What is needed is an exact transcription of every record.

Data items
- - - - -
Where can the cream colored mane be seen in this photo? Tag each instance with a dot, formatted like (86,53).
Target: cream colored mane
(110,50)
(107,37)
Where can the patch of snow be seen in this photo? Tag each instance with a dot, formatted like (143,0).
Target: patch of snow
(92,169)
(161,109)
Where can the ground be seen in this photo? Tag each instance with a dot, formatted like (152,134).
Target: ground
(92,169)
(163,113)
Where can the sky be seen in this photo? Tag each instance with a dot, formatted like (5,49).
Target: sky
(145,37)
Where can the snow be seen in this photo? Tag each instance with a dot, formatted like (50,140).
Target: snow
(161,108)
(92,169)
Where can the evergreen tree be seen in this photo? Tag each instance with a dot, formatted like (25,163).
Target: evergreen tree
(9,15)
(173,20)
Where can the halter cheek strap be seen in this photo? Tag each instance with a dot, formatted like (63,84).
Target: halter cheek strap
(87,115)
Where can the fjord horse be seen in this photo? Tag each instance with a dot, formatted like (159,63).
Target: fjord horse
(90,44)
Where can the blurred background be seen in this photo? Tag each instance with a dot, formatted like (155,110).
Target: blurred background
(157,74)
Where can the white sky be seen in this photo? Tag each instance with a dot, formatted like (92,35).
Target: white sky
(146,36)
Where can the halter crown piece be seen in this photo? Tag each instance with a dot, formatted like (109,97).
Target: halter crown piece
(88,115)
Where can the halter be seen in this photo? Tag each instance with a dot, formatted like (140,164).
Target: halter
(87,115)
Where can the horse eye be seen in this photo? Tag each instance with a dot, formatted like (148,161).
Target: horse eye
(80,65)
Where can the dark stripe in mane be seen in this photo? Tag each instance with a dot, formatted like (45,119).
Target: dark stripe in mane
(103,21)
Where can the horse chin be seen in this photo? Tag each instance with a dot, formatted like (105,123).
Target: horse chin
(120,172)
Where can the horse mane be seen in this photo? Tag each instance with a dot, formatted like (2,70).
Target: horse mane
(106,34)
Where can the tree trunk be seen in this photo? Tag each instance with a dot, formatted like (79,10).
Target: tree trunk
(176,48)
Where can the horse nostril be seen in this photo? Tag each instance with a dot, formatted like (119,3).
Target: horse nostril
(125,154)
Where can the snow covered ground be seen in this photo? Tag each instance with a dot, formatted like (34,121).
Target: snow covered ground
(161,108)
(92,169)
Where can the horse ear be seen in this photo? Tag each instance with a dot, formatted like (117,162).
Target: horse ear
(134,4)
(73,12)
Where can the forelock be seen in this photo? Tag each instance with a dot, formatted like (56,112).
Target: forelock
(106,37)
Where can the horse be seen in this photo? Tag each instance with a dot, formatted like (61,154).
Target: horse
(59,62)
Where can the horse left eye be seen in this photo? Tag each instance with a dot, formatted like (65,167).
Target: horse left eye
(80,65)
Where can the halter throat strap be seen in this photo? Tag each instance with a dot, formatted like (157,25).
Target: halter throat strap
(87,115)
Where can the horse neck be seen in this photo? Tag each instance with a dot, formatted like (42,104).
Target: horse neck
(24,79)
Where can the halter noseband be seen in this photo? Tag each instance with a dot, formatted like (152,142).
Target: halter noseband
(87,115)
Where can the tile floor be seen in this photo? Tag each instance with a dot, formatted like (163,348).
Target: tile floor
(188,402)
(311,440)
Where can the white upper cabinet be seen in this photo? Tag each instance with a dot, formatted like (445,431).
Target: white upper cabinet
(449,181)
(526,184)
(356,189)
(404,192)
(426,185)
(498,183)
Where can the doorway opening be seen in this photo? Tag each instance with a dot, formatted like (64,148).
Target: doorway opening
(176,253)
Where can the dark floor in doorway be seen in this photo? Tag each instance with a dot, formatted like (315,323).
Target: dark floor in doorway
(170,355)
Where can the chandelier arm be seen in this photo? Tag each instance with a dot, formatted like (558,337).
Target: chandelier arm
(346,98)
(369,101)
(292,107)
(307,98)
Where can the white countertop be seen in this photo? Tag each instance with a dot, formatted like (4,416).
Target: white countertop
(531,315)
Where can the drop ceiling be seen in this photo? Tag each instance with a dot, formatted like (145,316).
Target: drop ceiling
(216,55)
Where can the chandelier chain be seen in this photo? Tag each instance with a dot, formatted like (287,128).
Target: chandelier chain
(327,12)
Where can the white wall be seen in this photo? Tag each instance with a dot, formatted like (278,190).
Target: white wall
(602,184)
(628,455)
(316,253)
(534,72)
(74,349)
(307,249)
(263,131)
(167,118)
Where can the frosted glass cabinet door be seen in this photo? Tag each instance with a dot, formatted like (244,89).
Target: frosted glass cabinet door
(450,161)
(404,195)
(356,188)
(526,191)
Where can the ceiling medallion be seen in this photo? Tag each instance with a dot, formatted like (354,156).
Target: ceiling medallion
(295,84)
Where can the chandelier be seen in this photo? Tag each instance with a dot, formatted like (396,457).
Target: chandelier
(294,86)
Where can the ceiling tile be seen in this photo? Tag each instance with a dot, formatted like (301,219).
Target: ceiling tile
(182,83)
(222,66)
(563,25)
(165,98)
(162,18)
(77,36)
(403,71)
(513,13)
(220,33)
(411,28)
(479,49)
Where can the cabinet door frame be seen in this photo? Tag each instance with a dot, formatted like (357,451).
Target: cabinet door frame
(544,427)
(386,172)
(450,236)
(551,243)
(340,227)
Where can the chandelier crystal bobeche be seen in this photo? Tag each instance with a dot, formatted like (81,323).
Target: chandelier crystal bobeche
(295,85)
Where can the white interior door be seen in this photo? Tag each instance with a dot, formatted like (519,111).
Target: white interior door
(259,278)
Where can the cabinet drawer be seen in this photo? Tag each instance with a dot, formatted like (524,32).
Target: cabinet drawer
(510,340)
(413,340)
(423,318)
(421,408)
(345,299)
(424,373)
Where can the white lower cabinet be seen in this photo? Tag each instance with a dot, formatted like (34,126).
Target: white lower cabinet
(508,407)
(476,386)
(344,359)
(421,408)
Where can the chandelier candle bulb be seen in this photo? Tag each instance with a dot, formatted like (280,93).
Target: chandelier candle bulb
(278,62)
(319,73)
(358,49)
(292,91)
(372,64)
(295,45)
- - - - -
- Expected output -
Where can the cream colored mane be seen in this photo? Tag each instance with a dot, formatted like (86,53).
Target: cream colored mane
(110,50)
(107,37)
Where can the patch of snow be seen in this photo? Tag each instance with a dot, formatted like (143,0).
Target: patch of snow
(92,169)
(161,109)
Where can the ground be seen in this photo? Tag each instance with a dot, formatted like (152,134).
Target: ground
(92,169)
(163,113)
Where can the sky be seen in this photo? Tag each instance with a dot, formatted like (5,49).
Target: sky
(145,37)
Where can the snow be seen in this photo? Tag each instance with a dot, formatted like (50,140).
Target: snow
(161,108)
(92,169)
Where can the evergreen tree be seen in this photo? Tag each instance with a dot, formatted like (25,163).
Target: evergreen tree
(9,15)
(173,20)
Where can the halter cheek strap be seen in this photo? Tag each instance with a dot, formatted like (63,84).
Target: halter cheek strap
(87,115)
Where can the fjord horse be seen in this photo? Tag each instance with a dot, formatted like (159,63).
Target: fjord horse
(90,44)
Where can the blurred background be seen in this photo? Tag each instance with a dot, formatted like (155,110).
Target: blurred background
(157,74)
Where can the white sky be seen in this photo? Tag each instance with a dot, formatted like (92,35).
Target: white sky
(146,36)
Where can the halter crown piece be seen in this photo? Tag each instance with a dot, formatted like (109,97).
Target: halter crown piece
(88,115)
Where can the halter be seen in this photo? Tag each instance with a dot, formatted like (140,164).
Target: halter
(87,115)
Where can the horse eye be seen in this photo? Tag each instance with a dot, formatted like (148,161).
Target: horse eye
(80,65)
Where can the dark stripe in mane be seen in this photo? Tag each instance with a dot, formatted like (45,119).
Target: dark stripe in mane
(103,21)
Where can the horse chin be seen in this photo? Tag each instance with a dot, formatted like (105,123).
Target: horse chin
(120,172)
Where can the horse mane be seen in this photo? Tag each instance with a dot, formatted like (2,70).
Target: horse mane
(106,34)
Where can the tree trunk be seen in this photo? Tag each instance with a dot, formatted like (79,10).
Target: tree trunk
(176,48)
Where can the horse nostril be seen in this photo? Tag each instance with a dot, formatted like (119,3).
Target: horse nostril
(125,154)
Where can the snow covered ground be seen in this photo? Tag each instance with a dot, formatted like (34,121).
Target: snow covered ground
(161,108)
(92,169)
Where can the horse ear be seen in this photo? Tag each instance with a dot, formatted like (117,162).
Target: horse ear
(134,4)
(73,12)
Where can the forelock be seen in this photo? Tag each instance with a dot, formatted like (56,112).
Target: forelock
(106,37)
Where can the horse be seen in this photo? Tag each instance with a dot, formatted like (61,154).
Target: horse
(59,62)
Where can the horse left eye be seen in this photo? Tag each instance with a dot, formatted like (65,167).
Target: horse left eye
(80,65)
Where can the halter throat strap be seen in this photo? Tag each instance with a dot, formatted like (157,25).
Target: halter throat strap
(87,115)
Where can the horse neck be seen in this photo? Tag each instance with a dot, formatted like (42,104).
Target: horse neck
(24,79)
Where can the halter noseband be seen in this photo? Tag each instance with a dot, formatted like (152,142).
Target: halter noseband
(87,115)
Where can the tile floor be seen in this photo? Tag each instance with a dot, formatted like (163,348).
Target: tile floor
(188,402)
(311,440)
Where can the white upper cabinet be seen in this photo? Tag each instance with a dot, formatted like (445,431).
Target: white upper cabinet
(449,181)
(526,184)
(356,189)
(404,192)
(426,185)
(498,183)
Where can the doorway opening be seen in this photo? Tag each instance with a dot, formatted like (64,148).
Target: doorway opening
(176,253)
Where can the dark floor in doorway be seen in this photo? Tag each instance with a dot, formatted like (315,323).
Target: dark floor in doorway
(170,355)
Where can the chandelier arm be seen in this photo? Tag each instance with a dot, formatted like (558,337).
Target: chandelier arm
(346,98)
(369,101)
(292,107)
(307,98)
Where can the white countertop be seen in this photo? Tag each instance with a dot, formatted like (4,416).
Target: white countertop
(531,315)
Where can the drop ceiling be seen in this photo? Tag each instance with a dot, formatted like (145,316).
Target: drop ceiling
(216,55)
Where can the chandelier chain be seen in this photo? Tag each instance with a dot, formatted like (287,128).
Target: chandelier chain
(327,12)
Where can the white wall be seen in this photo? Tag each instance with a dot, formatted like (278,190).
Target: white wall
(602,184)
(628,455)
(316,253)
(534,72)
(74,349)
(307,249)
(263,131)
(167,118)
Where can the frosted glass cabinet door be seen in this photo? Tag each instance with a dot, formatted like (244,89).
Target: frosted glass cabinet door
(450,161)
(404,195)
(356,188)
(526,191)
Where can the ceiling medallion be seen in this photo? Tag each instance with a dot, formatted like (354,156).
Target: ceiling medallion
(295,84)
Where can the chandelier be seen in this photo? Tag each instance with a dot, formatted like (396,457).
Target: chandelier
(294,86)
Where can the ceiling tile be seen in this photo? Tag each instance with a dot, formatted like (301,219).
Target: ceiling tile
(182,83)
(222,66)
(563,25)
(165,98)
(162,18)
(77,36)
(403,71)
(513,13)
(220,33)
(411,28)
(479,49)
Where can the cabinet door frame be seen in this photo? Tag each instance with a dot, formatted like (357,451).
Target: cabinet door frame
(544,427)
(386,172)
(450,236)
(551,243)
(340,227)
Where can the chandelier crystal bobeche be seen in this photo? Tag each instance with a dot, formatted like (81,323).
Target: chandelier crystal bobeche
(295,85)
Where can the white interior door be seen in this photo? Tag each instance with a dot, formatted like (519,111).
Target: white interior door
(259,278)
Where can the cabinet drawer be seen in this photo? Tag each instance with a dot, formatted like (524,32).
Target: cabinet drawer
(510,340)
(413,340)
(423,318)
(421,408)
(345,299)
(424,373)
Where can the white lower cabinet be seen in this photo? Tag each instance with a dot, formatted like (34,126).
Target: white lower cabinet
(508,407)
(476,386)
(344,359)
(421,408)
Where can the chandelier candle bulb be seen in this photo? Tag each instance with a dot, formatted like (280,93).
Target: chandelier candle bulb
(278,62)
(319,73)
(358,49)
(292,91)
(372,64)
(295,45)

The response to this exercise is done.